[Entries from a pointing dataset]
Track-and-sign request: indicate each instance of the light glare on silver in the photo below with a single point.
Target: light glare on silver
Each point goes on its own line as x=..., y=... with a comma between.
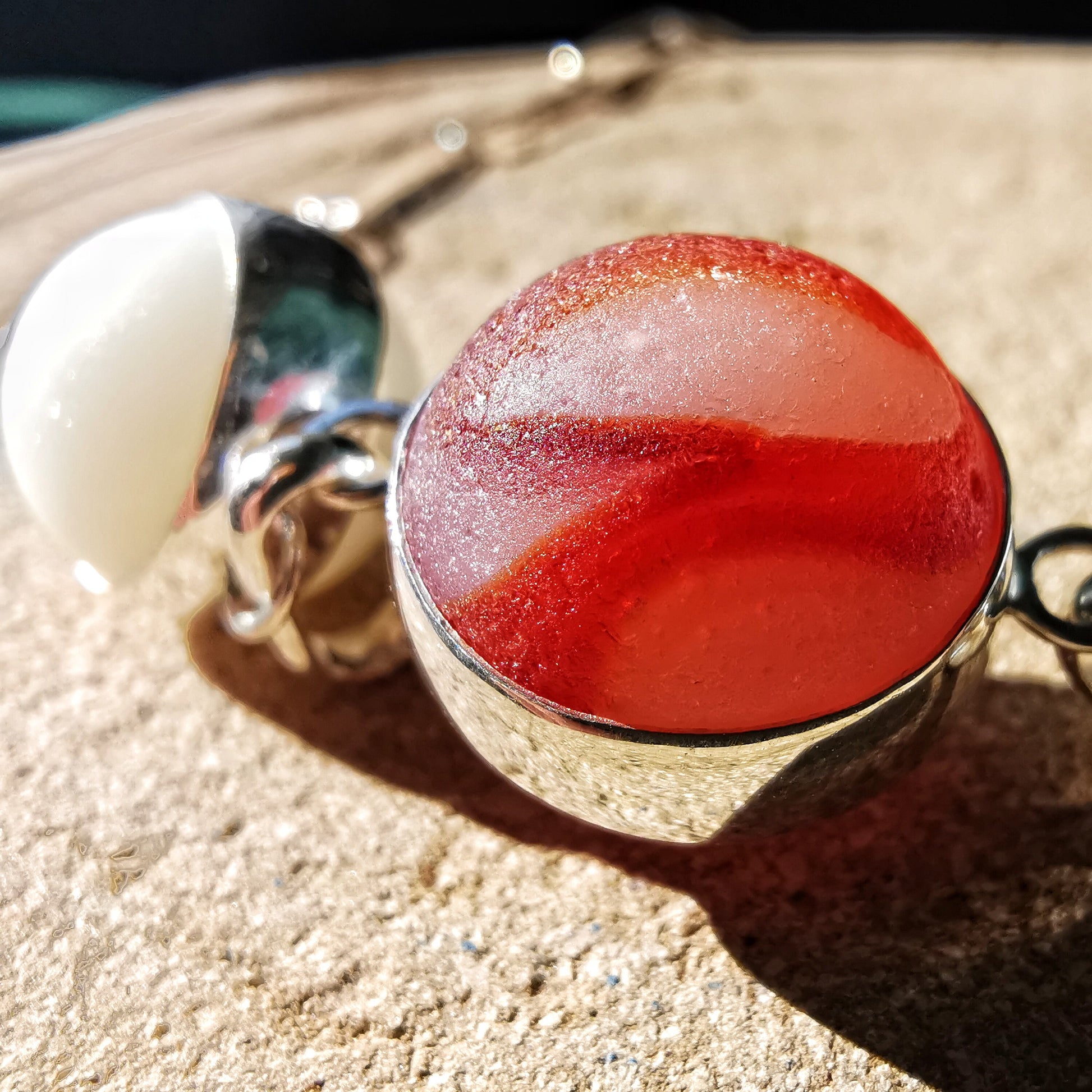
x=566, y=61
x=450, y=135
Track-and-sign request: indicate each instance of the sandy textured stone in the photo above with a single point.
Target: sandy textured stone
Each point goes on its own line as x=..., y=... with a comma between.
x=333, y=891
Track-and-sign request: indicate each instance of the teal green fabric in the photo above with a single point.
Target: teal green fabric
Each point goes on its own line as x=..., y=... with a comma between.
x=42, y=105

» Objective
Recast every line of the records above as a Markdown table with the columns No. and Line, numbering the rows in order and skipping blank lines. Leave the pictures out of the answer.

» Written solution
| No. | Line |
|---|---|
| 1 | Track-and-sign request: indicate each instance of the light glare on silver in the photo below with a single point. |
| 2 | Target: light glare on silver |
| 3 | Each point goes on its own line as x=..., y=... with a comma between. |
| 4 | x=566, y=61 |
| 5 | x=450, y=135 |
| 6 | Track-and-sign request: indicate each instance of the sandy textured stone in the photo above with a single point. |
| 7 | Target: sandy textured stone |
| 8 | Each point goes on its own line as x=..., y=... with a comma between. |
| 9 | x=333, y=891 |
| 10 | Track-and-sign request: indicate each instance of the teal green fabric in the photo above with a single point. |
| 11 | Target: teal green fabric |
| 12 | Each point goes on its own line as x=..., y=... with a comma between. |
| 13 | x=42, y=105 |